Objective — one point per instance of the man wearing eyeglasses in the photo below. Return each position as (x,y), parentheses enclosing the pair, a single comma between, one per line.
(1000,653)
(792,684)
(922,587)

--

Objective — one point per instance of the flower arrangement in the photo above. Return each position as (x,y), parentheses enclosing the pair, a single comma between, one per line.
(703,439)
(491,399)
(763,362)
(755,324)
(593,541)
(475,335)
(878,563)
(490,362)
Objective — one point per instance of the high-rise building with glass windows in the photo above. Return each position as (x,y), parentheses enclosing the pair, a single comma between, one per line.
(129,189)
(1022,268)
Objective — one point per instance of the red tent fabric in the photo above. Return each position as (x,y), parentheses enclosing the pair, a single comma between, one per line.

→ Work instructions: Format the data from the line with "Objective — one point per instance of the flower" up to and including the line with "Objective — one point per instance of the red" as a Markdown table with the columns Row and Entry. Number each line in Row, put its text in Entry, and leave out any blank lines.

→ Answer for the task:
| Row | Entry |
|---|---|
| 1 | Objective — one point per instance of the flower arrangement in the photo above. Return each position as (x,y), parentheses enclosing the pair, a single comma between, one per line. |
| 2 | (703,439) |
| 3 | (491,399) |
| 4 | (763,362) |
| 5 | (755,324) |
| 6 | (593,541) |
| 7 | (475,335) |
| 8 | (878,563) |
| 9 | (490,362) |
| 10 | Objective — one point per instance of the high-rise building with glass windows in the photo above. Return each position as (x,y), parentheses enclosing the pair, a single comma between, one per line. |
| 11 | (129,189) |
| 12 | (1022,268) |
| 13 | Objective — one point per instance of the red tent fabric in the photo above. Return each position as (x,y), parentheses enclosing the pair, a single comma between, one per line. |